▶ **Work order**: List each line of the data that holds the string "window".

Stored data entries
━━━━━━

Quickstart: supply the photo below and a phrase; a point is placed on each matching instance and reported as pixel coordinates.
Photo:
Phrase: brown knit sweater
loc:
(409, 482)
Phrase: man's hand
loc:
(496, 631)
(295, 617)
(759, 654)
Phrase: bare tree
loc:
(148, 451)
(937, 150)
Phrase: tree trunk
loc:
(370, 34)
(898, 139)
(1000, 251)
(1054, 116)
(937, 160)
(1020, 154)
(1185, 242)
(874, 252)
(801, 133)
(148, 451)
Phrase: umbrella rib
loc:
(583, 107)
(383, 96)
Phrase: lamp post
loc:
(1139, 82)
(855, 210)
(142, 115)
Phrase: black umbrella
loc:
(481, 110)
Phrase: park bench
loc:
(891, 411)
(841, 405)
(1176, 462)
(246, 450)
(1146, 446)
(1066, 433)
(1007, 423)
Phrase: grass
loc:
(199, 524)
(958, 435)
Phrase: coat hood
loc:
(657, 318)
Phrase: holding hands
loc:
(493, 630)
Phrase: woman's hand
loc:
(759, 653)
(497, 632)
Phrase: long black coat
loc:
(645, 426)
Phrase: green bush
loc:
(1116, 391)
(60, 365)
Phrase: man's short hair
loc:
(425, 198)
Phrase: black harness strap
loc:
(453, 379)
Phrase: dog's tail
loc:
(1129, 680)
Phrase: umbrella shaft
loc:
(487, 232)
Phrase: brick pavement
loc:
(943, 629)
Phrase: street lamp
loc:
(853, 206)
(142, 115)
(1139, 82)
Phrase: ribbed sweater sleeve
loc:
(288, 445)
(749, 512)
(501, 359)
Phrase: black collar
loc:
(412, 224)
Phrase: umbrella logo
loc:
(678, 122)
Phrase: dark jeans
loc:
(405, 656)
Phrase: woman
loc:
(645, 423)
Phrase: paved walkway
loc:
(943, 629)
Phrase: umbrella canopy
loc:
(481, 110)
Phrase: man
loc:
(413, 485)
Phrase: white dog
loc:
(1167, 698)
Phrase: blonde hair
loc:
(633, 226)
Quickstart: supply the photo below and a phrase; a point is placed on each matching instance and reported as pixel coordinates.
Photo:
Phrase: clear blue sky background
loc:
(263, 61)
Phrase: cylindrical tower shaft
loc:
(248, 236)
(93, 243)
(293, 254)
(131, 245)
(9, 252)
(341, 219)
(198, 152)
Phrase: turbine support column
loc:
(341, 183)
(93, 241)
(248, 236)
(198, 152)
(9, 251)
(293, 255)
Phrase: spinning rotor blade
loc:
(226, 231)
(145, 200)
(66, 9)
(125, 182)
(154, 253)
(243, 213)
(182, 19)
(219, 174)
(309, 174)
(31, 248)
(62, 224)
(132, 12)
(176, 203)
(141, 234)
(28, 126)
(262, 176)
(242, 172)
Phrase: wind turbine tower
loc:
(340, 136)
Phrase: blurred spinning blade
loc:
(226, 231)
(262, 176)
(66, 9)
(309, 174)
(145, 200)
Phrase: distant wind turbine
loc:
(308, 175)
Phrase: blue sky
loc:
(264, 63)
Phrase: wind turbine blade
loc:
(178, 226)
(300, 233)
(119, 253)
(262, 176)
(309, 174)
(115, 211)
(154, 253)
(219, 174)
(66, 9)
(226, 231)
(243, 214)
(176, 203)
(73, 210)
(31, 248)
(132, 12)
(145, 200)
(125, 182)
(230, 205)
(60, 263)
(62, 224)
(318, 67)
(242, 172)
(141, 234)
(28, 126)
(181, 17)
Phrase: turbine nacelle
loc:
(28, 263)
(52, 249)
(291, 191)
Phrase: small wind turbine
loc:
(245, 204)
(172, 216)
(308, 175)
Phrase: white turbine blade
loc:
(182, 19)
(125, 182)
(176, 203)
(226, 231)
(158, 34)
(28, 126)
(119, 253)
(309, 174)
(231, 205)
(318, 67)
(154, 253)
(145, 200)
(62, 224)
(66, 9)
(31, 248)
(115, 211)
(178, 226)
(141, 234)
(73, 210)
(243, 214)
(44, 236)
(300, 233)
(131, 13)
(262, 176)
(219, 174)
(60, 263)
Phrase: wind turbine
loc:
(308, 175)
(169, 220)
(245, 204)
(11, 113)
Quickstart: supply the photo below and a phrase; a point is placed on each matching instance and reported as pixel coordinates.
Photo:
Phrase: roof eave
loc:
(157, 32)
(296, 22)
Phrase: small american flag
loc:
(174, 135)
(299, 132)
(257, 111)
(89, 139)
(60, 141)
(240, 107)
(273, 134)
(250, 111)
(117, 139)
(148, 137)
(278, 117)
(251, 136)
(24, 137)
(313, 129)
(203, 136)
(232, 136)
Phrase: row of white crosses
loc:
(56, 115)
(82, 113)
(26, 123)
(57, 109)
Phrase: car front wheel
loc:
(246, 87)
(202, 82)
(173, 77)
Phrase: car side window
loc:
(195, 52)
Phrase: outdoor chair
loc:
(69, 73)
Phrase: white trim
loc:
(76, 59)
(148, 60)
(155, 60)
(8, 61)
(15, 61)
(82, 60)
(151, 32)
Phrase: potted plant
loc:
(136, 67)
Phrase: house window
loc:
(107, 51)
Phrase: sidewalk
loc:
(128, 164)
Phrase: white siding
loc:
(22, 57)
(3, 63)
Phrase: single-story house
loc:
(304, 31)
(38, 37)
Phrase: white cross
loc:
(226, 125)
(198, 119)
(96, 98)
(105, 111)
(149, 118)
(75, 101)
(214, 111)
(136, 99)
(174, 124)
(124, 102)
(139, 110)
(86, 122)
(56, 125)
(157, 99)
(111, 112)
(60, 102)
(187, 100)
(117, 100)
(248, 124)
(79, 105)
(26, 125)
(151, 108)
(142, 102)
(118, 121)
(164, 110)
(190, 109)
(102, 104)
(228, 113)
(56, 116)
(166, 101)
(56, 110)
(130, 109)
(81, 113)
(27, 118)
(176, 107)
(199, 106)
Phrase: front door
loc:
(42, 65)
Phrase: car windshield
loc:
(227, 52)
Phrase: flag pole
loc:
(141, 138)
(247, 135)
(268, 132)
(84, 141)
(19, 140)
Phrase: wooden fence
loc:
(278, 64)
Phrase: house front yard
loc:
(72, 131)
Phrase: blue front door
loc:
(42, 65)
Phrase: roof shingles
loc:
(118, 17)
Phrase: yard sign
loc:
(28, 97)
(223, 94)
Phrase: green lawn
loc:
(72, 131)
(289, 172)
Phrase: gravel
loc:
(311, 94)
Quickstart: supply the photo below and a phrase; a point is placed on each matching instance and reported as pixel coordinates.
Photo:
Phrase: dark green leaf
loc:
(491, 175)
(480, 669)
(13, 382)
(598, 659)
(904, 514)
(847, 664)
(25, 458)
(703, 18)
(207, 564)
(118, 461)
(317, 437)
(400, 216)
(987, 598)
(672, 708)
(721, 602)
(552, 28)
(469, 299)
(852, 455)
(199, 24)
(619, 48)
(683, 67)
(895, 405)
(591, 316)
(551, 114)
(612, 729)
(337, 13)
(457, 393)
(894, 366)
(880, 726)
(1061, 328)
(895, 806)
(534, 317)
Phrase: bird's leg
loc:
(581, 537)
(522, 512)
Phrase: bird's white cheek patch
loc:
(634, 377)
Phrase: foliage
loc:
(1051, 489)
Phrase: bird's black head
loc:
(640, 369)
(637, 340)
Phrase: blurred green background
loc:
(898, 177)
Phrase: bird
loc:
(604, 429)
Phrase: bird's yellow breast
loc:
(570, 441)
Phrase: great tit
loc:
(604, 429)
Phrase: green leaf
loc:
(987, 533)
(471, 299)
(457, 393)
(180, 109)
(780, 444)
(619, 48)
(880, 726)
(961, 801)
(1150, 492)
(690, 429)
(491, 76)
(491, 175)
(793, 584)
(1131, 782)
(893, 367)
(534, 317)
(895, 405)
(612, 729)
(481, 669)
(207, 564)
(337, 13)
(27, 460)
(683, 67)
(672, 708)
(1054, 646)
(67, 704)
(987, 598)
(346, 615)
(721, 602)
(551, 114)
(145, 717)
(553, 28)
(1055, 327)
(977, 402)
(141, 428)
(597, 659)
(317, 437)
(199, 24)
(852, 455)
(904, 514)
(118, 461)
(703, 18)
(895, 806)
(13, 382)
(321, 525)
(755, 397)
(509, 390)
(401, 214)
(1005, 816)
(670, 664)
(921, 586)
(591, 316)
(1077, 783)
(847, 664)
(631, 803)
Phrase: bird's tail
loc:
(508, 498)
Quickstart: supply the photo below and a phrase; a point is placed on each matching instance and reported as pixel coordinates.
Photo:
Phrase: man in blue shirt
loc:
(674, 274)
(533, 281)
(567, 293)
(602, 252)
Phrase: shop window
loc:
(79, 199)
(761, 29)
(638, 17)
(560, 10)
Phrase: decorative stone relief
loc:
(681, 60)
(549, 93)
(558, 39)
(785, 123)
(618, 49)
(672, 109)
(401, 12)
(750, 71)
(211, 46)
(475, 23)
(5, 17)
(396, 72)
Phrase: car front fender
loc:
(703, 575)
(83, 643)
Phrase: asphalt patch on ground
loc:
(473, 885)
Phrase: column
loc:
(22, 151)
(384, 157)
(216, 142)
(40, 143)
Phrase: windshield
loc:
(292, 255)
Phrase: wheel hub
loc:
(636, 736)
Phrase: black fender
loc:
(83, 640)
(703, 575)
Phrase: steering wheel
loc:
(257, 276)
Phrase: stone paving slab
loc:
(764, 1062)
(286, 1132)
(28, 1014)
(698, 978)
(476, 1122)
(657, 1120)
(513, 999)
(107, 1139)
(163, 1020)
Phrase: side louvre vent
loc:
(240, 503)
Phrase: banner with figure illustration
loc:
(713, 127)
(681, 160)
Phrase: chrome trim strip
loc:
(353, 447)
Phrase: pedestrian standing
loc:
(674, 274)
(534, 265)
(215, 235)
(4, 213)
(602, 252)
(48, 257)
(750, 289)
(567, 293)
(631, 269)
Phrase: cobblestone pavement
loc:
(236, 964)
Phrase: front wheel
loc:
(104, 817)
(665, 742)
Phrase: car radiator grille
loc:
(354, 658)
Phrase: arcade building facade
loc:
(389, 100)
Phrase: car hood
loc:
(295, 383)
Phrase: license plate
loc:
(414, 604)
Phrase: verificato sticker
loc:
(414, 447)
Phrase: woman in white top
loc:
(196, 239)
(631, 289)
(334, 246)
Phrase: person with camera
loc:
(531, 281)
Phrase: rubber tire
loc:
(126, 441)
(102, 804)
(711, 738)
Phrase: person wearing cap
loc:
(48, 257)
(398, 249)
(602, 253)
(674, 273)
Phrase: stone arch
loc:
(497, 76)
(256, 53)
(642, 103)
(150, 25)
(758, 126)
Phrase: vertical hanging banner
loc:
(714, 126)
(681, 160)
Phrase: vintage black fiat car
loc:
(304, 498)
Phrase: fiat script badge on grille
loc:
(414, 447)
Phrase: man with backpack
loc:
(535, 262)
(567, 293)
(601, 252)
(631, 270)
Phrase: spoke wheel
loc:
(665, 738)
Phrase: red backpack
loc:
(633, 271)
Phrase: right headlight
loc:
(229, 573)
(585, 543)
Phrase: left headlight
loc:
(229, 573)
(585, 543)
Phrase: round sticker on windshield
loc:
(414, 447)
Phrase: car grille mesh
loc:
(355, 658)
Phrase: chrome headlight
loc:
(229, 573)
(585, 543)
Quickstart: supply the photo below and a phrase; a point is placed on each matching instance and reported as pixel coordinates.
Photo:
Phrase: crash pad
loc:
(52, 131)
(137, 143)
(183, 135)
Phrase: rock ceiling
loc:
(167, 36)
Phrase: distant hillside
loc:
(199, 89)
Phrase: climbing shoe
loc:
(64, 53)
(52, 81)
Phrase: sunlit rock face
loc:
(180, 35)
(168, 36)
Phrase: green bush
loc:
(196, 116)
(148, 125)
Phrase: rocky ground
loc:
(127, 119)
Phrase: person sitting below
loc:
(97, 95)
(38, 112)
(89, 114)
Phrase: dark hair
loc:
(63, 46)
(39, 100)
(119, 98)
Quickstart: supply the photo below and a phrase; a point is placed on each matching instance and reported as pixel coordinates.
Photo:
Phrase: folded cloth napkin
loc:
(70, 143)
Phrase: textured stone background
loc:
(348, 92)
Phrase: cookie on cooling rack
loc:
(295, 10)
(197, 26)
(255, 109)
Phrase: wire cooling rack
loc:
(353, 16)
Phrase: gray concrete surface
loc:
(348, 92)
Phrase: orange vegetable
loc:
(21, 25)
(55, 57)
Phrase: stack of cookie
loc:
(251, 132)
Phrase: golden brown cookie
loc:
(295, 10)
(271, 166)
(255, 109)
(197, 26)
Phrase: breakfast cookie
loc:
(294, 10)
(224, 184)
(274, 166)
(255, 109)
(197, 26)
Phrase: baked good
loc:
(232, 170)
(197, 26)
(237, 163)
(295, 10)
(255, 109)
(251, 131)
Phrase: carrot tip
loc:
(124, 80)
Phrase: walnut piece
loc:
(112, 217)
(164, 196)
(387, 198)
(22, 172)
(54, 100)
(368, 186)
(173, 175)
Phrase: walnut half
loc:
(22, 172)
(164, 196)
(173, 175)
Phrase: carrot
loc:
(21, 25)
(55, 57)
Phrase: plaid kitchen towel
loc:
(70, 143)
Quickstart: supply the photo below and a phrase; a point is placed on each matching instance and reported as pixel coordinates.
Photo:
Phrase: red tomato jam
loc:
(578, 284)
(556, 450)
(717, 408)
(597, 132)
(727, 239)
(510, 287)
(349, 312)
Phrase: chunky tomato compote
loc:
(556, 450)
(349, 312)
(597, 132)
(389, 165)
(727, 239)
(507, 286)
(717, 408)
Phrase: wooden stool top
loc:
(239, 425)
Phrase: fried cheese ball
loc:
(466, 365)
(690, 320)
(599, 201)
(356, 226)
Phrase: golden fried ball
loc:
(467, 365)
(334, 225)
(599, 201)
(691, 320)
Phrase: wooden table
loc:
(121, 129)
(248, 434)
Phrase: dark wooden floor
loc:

━━━━━━

▶ **Your solution**:
Phrase: car side window
Phrase: house window
Phrase: shop window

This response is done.